> Task objective
Please copy, word for word, the line that contains "# query given on the target line" and every line after it through the end of the records, and nothing more.

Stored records
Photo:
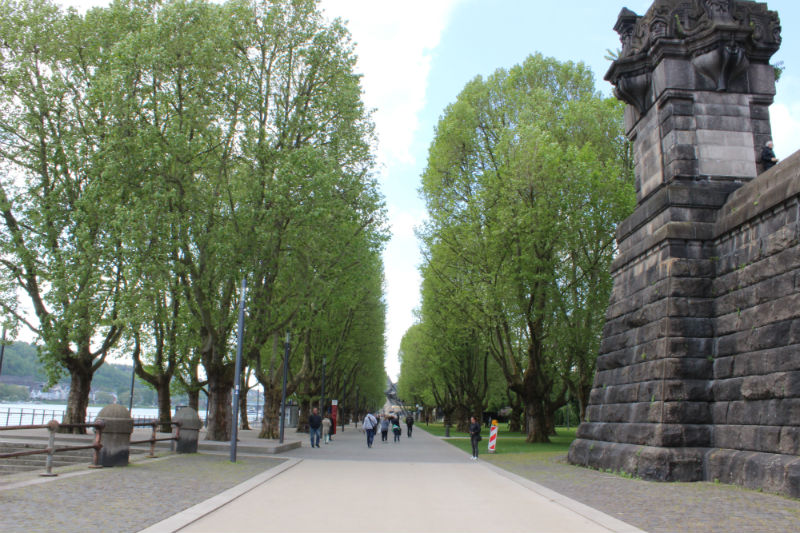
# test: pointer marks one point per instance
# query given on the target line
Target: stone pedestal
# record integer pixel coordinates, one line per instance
(190, 425)
(116, 436)
(697, 79)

> Written answer
# query given on the target line
Target: stone pedestal
# record integer pixel coordinates, one line per instance
(190, 425)
(116, 436)
(697, 79)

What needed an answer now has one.